Problem
Render the data, starting at the line that contains "Where can the teal" and running through the final line, as a Markdown table with the columns Row and Line. Number each line in sequence and omit any blank lines.

Entries provided
* * *

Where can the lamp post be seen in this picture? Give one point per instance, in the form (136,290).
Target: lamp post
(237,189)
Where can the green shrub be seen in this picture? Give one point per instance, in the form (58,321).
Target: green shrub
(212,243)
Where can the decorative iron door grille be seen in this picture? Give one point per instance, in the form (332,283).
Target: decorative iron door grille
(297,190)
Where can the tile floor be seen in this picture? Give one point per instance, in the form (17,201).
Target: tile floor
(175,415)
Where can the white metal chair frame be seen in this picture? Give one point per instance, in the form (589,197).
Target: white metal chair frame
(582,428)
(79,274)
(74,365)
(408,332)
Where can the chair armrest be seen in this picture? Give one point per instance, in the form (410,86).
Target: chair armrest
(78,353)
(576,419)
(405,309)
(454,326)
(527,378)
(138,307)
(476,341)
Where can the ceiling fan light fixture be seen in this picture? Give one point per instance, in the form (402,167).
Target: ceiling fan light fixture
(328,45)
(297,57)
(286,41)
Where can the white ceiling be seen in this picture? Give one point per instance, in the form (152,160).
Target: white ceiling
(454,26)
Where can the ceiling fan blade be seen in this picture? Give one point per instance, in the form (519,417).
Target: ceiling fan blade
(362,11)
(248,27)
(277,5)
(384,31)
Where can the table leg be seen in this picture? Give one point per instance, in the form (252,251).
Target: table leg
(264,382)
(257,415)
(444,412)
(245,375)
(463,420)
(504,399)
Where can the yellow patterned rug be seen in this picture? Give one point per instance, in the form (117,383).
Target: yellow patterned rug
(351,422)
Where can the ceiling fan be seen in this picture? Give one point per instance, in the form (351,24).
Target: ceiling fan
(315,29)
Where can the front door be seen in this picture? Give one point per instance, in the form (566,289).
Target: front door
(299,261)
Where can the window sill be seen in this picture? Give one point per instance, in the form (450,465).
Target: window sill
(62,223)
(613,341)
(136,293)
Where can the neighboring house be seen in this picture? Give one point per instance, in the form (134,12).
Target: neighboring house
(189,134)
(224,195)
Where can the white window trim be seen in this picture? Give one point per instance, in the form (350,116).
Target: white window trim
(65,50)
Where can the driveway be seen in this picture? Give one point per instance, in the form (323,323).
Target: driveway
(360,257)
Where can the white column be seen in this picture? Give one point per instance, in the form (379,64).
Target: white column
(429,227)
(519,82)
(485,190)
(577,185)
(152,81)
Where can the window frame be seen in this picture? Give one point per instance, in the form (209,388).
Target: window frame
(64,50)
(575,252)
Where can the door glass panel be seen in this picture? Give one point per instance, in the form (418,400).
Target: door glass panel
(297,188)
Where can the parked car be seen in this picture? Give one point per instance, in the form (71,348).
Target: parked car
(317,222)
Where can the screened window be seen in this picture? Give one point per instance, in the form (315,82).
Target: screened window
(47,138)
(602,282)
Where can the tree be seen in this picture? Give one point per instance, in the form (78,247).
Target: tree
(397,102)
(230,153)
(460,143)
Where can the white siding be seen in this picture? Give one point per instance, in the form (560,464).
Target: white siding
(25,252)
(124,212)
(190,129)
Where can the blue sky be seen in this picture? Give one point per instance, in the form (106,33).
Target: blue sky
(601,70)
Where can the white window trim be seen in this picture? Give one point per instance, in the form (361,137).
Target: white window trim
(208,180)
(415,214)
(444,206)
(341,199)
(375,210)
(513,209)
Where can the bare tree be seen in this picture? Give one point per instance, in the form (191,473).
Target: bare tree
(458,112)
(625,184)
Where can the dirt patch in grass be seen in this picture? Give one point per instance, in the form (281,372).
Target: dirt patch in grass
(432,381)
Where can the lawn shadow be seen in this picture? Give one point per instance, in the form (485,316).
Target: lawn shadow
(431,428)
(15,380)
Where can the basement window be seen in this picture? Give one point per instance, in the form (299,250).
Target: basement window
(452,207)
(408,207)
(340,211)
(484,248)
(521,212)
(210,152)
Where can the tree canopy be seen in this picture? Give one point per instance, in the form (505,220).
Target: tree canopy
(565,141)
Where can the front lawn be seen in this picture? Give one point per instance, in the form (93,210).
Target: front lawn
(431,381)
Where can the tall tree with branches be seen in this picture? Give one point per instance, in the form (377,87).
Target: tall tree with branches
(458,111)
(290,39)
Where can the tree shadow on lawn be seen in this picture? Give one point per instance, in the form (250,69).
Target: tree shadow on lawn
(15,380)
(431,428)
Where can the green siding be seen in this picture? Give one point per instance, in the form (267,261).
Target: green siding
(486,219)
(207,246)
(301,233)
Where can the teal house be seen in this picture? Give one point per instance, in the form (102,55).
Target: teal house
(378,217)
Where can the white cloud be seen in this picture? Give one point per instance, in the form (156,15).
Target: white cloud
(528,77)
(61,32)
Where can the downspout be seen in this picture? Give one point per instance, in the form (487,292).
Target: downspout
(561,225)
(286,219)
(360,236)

* * *

Full solution
| Row | Line |
|---|---|
| 1 | Where can the teal house be seen in this picture? Give one point per instance, in the form (102,55). |
| 2 | Target: teal house |
| 3 | (378,217) |
| 4 | Where can the white cloud be seen in this picture? Give one point per instance, in the form (156,15). |
| 5 | Target: white cloud |
| 6 | (528,77) |
| 7 | (61,32) |
| 8 | Where can the downspout be seen in this picture? Give one point per instance, in the form (487,292). |
| 9 | Target: downspout |
| 10 | (561,225) |
| 11 | (286,219) |
| 12 | (360,236) |